:: DATA EXTRACT
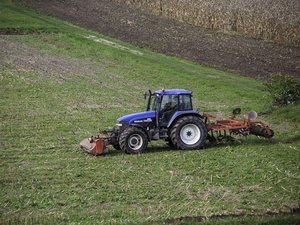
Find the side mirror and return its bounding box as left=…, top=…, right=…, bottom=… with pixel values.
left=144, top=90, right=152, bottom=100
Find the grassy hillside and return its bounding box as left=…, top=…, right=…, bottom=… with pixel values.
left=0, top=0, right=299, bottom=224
::::
:: DATA EXTRACT
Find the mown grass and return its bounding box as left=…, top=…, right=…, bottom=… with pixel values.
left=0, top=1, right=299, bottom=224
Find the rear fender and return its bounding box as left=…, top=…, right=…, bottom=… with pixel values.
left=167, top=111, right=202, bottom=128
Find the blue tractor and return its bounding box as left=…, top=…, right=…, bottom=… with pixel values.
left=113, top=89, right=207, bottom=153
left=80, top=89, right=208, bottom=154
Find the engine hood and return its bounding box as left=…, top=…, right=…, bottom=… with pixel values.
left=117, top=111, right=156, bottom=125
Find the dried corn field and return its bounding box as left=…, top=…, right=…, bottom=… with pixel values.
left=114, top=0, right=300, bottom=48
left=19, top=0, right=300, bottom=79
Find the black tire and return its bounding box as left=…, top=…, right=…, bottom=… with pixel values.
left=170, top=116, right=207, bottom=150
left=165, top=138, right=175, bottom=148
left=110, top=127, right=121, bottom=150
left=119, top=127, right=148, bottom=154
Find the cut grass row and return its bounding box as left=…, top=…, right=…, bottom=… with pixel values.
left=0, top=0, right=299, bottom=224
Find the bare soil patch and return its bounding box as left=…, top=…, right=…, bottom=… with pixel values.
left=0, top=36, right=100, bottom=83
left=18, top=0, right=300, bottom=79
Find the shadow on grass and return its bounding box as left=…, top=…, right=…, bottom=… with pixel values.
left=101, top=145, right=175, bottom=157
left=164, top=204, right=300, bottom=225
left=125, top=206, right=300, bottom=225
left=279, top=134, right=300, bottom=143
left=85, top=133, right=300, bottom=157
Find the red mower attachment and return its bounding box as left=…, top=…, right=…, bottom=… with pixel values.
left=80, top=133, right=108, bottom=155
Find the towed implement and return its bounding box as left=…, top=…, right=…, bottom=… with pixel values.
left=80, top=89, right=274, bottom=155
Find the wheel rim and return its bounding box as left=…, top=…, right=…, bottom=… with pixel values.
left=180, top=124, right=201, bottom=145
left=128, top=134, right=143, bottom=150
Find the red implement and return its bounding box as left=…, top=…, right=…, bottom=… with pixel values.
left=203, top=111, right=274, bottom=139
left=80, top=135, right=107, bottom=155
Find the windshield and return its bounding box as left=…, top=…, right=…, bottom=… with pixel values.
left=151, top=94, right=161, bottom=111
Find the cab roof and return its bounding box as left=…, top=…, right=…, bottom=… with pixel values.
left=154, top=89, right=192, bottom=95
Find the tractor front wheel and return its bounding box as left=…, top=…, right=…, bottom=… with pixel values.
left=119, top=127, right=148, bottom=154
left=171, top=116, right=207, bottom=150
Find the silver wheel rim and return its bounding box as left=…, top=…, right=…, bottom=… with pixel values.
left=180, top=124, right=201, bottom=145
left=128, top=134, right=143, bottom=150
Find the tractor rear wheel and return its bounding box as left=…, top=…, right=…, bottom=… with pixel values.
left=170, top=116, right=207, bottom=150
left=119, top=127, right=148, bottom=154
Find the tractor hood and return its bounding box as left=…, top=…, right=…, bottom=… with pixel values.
::::
TASK STATEMENT
Please give back exactly the lines of this listing beginning at the line with "Find the silver" and ending with the line with "Find the tractor hood", both included, and nothing else.

EXERCISE ANSWER
Find the silver wheel rim and return its bounding box as left=…, top=…, right=…, bottom=… with pixel values.
left=180, top=124, right=201, bottom=145
left=128, top=134, right=143, bottom=150
Find the tractor rear wheel and return its bounding box as left=…, top=…, right=…, bottom=… with pixel values.
left=170, top=116, right=207, bottom=150
left=119, top=127, right=148, bottom=154
Find the tractor hood and return its bounding box as left=…, top=…, right=…, bottom=… with pixel values.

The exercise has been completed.